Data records
##############################

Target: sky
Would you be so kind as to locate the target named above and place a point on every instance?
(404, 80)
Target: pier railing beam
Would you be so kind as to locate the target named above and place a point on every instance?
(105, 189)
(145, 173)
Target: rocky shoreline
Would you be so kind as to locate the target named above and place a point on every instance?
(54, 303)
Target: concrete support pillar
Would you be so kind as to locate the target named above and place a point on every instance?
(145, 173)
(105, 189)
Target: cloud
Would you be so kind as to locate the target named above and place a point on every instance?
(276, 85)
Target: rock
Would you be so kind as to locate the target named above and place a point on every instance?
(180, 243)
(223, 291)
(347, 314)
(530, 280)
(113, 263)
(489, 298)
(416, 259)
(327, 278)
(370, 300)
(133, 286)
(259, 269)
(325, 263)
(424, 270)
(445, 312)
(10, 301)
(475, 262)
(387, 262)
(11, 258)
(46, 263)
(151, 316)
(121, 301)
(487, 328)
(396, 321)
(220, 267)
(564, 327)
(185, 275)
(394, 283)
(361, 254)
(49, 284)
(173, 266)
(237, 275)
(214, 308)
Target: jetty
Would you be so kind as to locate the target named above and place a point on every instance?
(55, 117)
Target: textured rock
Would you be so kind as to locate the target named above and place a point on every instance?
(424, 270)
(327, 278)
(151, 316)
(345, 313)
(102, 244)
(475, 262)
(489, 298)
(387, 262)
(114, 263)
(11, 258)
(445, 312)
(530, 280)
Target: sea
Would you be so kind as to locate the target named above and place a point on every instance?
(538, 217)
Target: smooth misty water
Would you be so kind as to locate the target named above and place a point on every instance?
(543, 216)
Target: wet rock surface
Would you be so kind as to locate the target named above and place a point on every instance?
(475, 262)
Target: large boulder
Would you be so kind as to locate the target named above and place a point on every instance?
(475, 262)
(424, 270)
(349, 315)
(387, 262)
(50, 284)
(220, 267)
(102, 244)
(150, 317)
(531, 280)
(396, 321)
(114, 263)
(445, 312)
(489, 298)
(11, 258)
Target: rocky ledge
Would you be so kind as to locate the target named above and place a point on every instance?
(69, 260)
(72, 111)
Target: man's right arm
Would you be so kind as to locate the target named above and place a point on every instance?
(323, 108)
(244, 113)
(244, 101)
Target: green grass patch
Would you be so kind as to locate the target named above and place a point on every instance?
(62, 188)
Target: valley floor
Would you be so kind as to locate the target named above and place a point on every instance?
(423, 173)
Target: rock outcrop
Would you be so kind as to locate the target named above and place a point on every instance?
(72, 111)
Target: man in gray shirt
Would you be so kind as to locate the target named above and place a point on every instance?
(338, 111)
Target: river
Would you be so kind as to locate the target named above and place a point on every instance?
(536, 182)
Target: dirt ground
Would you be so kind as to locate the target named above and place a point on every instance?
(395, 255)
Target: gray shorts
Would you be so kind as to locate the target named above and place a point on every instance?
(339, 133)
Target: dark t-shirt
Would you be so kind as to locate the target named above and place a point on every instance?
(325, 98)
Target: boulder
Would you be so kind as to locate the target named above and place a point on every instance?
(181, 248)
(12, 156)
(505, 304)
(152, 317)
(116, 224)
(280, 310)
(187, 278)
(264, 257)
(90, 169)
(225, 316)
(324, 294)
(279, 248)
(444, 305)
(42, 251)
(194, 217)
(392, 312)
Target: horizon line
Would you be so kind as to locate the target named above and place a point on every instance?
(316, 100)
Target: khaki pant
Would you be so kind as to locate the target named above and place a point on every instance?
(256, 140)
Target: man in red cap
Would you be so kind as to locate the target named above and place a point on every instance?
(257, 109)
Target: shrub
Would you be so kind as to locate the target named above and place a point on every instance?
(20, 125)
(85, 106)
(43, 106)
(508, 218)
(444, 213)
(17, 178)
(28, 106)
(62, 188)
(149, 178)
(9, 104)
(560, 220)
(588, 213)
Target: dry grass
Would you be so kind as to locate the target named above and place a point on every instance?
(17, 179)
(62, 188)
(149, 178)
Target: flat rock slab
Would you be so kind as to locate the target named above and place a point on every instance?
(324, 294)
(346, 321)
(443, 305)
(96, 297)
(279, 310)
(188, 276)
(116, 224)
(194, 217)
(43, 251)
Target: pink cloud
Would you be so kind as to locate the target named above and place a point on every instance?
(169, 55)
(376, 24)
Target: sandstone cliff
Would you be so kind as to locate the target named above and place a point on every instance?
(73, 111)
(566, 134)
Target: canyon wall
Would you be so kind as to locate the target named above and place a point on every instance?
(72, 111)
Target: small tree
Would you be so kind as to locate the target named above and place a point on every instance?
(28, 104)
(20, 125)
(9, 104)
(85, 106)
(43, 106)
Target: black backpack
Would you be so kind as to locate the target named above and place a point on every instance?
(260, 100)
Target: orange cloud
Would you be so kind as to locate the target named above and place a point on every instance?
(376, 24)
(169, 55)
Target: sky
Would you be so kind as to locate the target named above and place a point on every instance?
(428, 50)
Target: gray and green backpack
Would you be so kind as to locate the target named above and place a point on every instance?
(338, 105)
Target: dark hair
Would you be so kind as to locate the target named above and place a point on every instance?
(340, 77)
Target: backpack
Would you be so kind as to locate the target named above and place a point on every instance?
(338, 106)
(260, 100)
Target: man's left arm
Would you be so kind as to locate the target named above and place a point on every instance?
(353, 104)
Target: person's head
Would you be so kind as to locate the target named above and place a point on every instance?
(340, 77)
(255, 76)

##############################

## [EXERCISE INSTRUCTIONS]
Retype the records word for word, from the line containing "Target: black backpack" through the end of the records, including both ends.

## [ANSWER FOR THE TASK]
Target: black backpack
Would you be so kind as to locate the target named above and place a point on every instance?
(260, 100)
Target: orange cloud
Would you be so kind as to locate the target named above and place a point on every instance?
(376, 24)
(169, 55)
Target: sky
Would you be so kind as to locate the target named above and place a point on every instance?
(428, 50)
Target: gray and green backpack
Would you be so kind as to locate the target named above and place a point on every instance?
(338, 105)
Target: dark hair
Would you be so kind as to locate the target named above and place a point on every instance?
(340, 77)
Target: backpack
Would you be so kind as to locate the target named above and place a point on every instance?
(338, 106)
(260, 100)
Target: man's left arm
Would you be so kind as to locate the target named above and place a point on every instance?
(353, 104)
Target: person's head
Would you be so kind as to locate the target named above and place a point on every instance?
(340, 77)
(255, 76)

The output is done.